**WHAT TO PRODUCE:**
Please copy out the article on Aetna's health care deal word for word, from "New York Times" up to and including "discounts with hospitals.".

**DOCUMENT TEXT:**
_ _ _

New York Times
December 17, 1998
ECONOMIC SCENE

In Health Care Business, Size Can Matter

By MICHAEL M. WEINSTEIN


Aetna Inc.'s proposed purchase of the health care business of Prudential Insurance Co. of America has touched off concern among doctors and consumers, but Aetna's size and market power could ultimately benefit patients.

The acquisition would create the nation's largest health insurer, serving one in every 10 Americans and writing contracts with about half of the nation's physicians. Doctors fear the behemoth will harden Aetna's already aggressive assault on tests and procedures it deems excessive, and some consumer advocates worry that an enlarged Aetna will bully patients. Rival insurance companies recoil at the prospect of competing against a company with the market power to negotiate steep discounts with hospitals.

But the critics overlook a powerful reason in favor of the takeover. If insurance companies spent most of the last decade belligerently cutting costs, they will probably spend the next decade evaluating the quality of patient care. Here, large plans will have a decisive advantage. Tight oversight of patient care requires hugely expensive computer systems that only large insurance companies can afford.

Aetna is creating such systems. So too is New York state's largest insurer, Empire Blue Cross and Blue Shield. In a rapidly evolving business, size becomes the patient's friend.

Richard Huber, president of Aetna, said as much when he announced the deal for Prudential Health Care. He predicted that "the wave of company-led cost-cutting is nearly complete. The next big push will be quality." The large size of Huber's company does not guarantee success. But without large size, it might well fail.

Aetna's new heft will give it only 10 percent of the national market and up to 30 percent of some regional markets. Those are not formidable numbers. Besides, there are ample remedies if the antitrust authorities find local pockets of excessive concentration.

_ _ _

**INFORMATION SHOWN:**
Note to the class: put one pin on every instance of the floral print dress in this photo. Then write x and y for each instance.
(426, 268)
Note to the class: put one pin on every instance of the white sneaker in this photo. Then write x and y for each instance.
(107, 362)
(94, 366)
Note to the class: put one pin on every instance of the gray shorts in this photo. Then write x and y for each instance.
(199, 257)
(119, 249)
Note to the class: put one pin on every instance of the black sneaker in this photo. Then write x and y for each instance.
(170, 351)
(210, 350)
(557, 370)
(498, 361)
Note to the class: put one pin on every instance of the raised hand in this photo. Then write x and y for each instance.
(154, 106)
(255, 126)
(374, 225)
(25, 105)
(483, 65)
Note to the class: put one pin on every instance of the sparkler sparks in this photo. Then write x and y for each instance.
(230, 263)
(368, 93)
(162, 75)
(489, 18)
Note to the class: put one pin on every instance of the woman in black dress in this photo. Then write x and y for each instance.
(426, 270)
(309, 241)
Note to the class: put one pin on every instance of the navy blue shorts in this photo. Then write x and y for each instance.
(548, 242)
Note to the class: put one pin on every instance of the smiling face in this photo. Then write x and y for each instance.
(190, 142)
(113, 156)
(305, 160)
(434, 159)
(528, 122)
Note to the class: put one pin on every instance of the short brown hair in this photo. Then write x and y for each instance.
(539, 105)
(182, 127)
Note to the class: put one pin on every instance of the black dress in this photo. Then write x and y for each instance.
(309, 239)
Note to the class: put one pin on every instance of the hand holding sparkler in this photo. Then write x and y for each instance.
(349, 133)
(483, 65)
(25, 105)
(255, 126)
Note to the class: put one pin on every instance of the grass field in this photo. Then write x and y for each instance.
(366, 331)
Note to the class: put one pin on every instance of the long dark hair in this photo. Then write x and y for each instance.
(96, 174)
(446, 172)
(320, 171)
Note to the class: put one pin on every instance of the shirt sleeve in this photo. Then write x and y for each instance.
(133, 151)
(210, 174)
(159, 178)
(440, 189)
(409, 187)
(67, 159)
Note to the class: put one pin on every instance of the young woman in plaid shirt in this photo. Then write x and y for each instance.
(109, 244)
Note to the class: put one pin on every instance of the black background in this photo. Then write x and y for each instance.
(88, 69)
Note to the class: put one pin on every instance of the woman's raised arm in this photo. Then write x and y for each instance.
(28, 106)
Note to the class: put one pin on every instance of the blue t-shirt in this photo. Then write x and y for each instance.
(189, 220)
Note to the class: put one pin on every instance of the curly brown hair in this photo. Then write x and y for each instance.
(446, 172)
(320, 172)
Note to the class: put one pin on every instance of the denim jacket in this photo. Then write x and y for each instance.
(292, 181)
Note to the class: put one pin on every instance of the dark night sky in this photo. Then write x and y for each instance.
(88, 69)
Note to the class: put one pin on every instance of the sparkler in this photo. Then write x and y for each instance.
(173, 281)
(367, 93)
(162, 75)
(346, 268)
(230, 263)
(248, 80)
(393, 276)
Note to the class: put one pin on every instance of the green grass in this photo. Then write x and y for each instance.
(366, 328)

_ _ _

**TASK RESULT:**
New York Times
December 17, 1998
ECONOMIC SCENE

In Health Care Business, Size Can Matter

By MICHAEL M. WEINSTEIN


Aetna Inc.'s proposed purchase of the health care business of Prudential Insurance Co. of America has touched off concern among doctors and consumers, but Aetna's size and market power could ultimately benefit patients.

The acquisition would create the nation's largest health insurer, serving one in every 10 Americans and writing contracts with about half of the nation's physicians. Doctors fear the behemoth will harden Aetna's already aggressive assault on tests and procedures it deems excessive, and some consumer advocates worry that an enlarged Aetna will bully patients. Rival insurance companies recoil at the prospect of competing against a company with the market power to negotiate steep discounts with hospitals.